Passage given:

····················

13. The ortho-mode transducer of claim 1, wherein the second surface comprises a second flange.
14. The ortho-mode transducer of claim 1, wherein the third surface comprises a third flange.
16. The method of fabricating an ortho-mode transducer of claim 15, further comprising forming a blank approximating the shape of the ortho-mode transducer prior to machining operations.
17. An ortho-mode transducer produced by the method of claim 15.
19. The ortho-mode transducer of claim 18, wherein the common waveguide, the vertical branching waveguide, and the horizontal branching waveguide are all symmetrical about a common symmetry plane.
20. The ortho-mode transducer of claim 19, wherein an axis of the vertical branching waveguide and an axis of the horizontal branching waveguide are parallel.

This patent claims benefit of the filing date of provisional patent application Ser. No. 60/781,232, filed Mar. 10, 2006, which is incorporated herein by reference.

A portion of the disclosure of this patent document contains material which is subject to copyright protection. This patent document may show and/or describe matter which is or may become trade dress of the owner. The copyright and trade dress owner has no objection to the facsimile reproduction by anyone of the patent disclosure as it appears in the Patent and Trademark Office patent files or records, but otherwise reserves all copyright and trade dress rights whatsoever.

1. Field

This disclosure relates to waveguide devices that support two orthogonal modes. Specifically, this disclosure relates to ortho-mode transducers.

2. Description of the Related Art

An ortho-mode transducer (OMT) is a three-port waveguide device having a common waveguide coupled to two branching waveguides. Within this description, the term “port” refers generally to an interface between devices or between a device and free space. A port may include an interfacial surface, an aperture in the interfacial surface to allow microwave radiation to enter or exit a device, and provisions to mount or attach an adjacent device.

····················

Information given:
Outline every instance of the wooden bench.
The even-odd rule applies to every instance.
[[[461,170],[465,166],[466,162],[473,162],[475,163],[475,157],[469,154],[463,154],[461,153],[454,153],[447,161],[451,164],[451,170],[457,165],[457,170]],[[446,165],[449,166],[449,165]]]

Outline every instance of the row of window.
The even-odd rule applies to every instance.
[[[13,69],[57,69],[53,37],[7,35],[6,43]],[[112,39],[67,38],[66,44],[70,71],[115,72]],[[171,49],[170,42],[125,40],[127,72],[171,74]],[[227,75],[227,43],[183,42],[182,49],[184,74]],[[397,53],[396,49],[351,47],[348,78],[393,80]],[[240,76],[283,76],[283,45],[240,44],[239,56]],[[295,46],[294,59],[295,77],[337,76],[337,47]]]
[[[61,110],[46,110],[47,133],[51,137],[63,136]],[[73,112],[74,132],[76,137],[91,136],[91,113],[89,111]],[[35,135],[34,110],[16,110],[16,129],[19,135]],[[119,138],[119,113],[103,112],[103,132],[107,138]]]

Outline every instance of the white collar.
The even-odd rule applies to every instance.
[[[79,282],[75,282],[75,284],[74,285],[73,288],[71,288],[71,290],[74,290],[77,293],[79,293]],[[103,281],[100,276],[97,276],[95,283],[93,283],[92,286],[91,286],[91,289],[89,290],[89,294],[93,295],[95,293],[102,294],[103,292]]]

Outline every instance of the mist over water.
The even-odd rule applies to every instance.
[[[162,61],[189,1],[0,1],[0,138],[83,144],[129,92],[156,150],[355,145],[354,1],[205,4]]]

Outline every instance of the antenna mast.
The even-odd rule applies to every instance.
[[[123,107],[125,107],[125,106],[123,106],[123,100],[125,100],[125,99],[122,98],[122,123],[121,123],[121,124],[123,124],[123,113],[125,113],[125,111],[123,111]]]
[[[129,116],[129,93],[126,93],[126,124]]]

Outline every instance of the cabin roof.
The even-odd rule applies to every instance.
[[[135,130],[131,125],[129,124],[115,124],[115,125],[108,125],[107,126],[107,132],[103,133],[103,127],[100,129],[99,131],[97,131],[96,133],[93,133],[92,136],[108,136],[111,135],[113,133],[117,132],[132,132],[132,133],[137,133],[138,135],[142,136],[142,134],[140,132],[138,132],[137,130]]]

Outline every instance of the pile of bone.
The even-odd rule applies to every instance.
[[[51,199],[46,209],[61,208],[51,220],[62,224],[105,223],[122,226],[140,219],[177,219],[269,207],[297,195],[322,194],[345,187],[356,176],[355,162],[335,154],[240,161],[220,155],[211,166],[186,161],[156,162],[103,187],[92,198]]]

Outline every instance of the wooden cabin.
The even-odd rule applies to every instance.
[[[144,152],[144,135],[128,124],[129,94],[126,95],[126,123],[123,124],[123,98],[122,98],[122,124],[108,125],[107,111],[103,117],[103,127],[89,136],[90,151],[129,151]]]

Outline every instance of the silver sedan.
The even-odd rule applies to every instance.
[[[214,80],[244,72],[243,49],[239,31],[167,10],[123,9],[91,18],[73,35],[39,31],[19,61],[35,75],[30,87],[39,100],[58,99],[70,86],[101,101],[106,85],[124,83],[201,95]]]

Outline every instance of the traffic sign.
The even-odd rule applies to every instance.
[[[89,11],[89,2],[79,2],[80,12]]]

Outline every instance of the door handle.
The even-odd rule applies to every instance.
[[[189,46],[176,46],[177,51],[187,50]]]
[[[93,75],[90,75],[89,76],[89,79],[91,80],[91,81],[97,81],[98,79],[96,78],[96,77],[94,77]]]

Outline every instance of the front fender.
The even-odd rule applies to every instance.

····················

Exercise task:
Answer these questions from the patent excerpt on ortho-mode transducers above.
(a) On what date was the provisional patent application filed?
(b) How many ports does an ortho-mode transducer have?
(c) According to claim 20, how are the axis of the vertical branching waveguide and the axis of the horizontal branching waveguide related?

Full output:
(a) Mar. 10, 2006
(b) Three
(c) They are parallel.